Das ruínas pós-guerra, iraquianos superam adversidades e mantêm vivo sonho de ir a Atenas

GUILHERME ROSEGUINI
DA REPORTAGEM LOCAL

As janelas estilhaçadas são a única fonte de ar fresco nos dias de calor. Não há ventiladores, chuveiros, bebedouros. No teto, três pares de lâmpadas iluminam o ambiente, mas a eletricidade falha quase diariamente.
Nessa acanhada saleta, localizada na parte leste de Bagdá, treinam os melhores atletas iraquianos de levantamento de peso. Ninguém reclama. Não há tempo.
Nos próximos meses, os competidores tentarão cumprir uma missão crucial para seu país: obter vagas na Olimpíada de Atenas, programada para agosto.

TAREFAS E EXERCÍCIOS
A. Segundo a reportagem sobre os halterofilistas iraquianos, em que parte de Bagdá se localiza a saleta onde eles treinam?
B. Dê continuidade à reportagem sobre os halterofilistas iraquianos, começando logo após a última frase apresentada.
Os registros não têm relação com esta parte.

REGISTROS LISTADOS
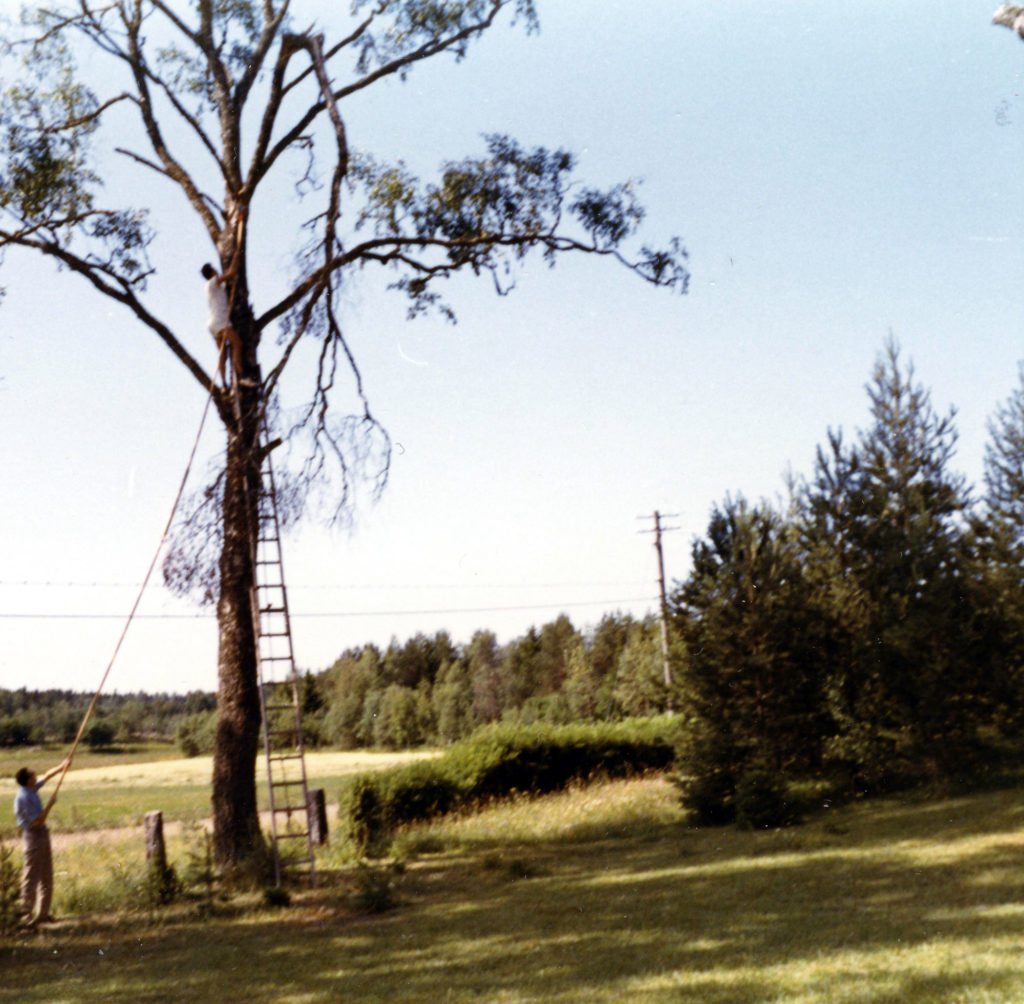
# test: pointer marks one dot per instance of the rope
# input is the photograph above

...

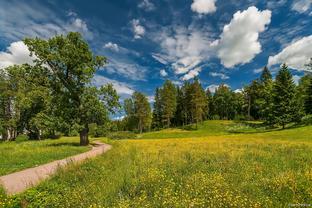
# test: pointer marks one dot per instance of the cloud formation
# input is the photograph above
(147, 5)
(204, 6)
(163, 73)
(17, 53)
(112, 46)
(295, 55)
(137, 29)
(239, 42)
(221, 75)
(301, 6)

...

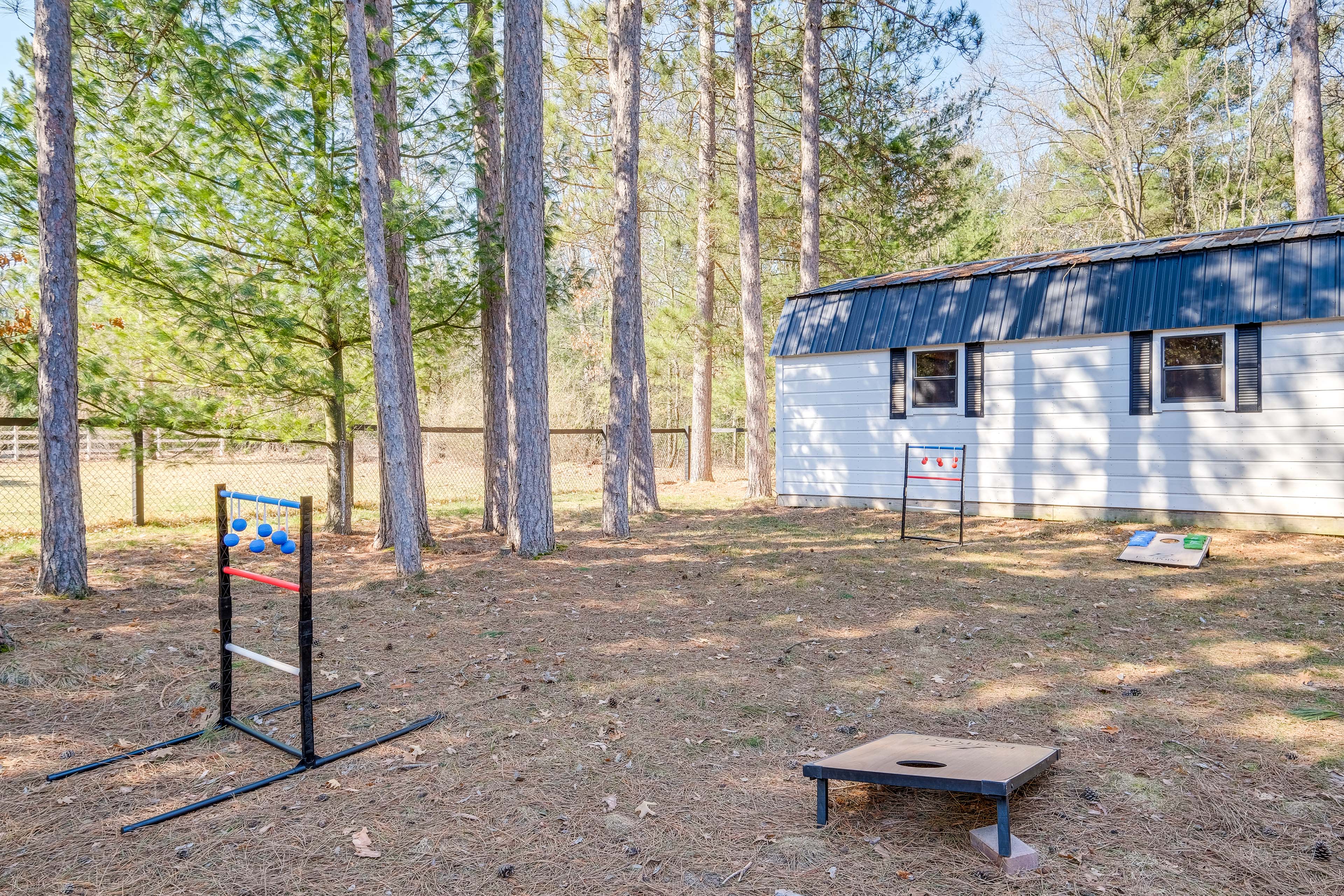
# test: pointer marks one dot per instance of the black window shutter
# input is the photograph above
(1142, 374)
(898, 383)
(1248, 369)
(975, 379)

RESPOSTAS DAS TAREFAS
A. Na parte leste de Bagdá.

B.
"Eles estão empolgados com a possibilidade de disputar torneios classificatórios para os Jogos. Esperamos por isso há muito tempo. É uma prioridade nacional", conta Mustafa Saraj, que vive na capital e é membro do comitê interino que administra o esporte.
O engenheiro foi um dos dirigentes que descreveram à Folha a situação local e de outros países assolados por grandes conflitos.
Estruturalmente, o cenário é pouco animador. De acordo com a Autoridade Provisória da Coalizão, que rege o país após a queda do ex-ditador Saddam Hussein, o Iraque tem hoje cerca de 200 instalações esportivas, entre campos, quadras e academias. "Quase tudo está destruído ou em estado bastante precário", lembra Saraj.
Mísseis e bombas lançados por ingleses e americanos durante a guerra, bem como os atentados e a guerrilha que se sucederam após a ocupação, não são os únicos responsáveis pelo estrago.
Segundo especialistas, o esporte local está arrefecendo desde que Uday Hussein, filho do ex-ditador, assumiu o comando do comitê olímpico, em 1984. "O país ficou desatualizado. Provamos com documentos que Uday realmente torturava atletas", diz Muttaleb Ahmad, diretor do Conselho Olímpico da Ásia.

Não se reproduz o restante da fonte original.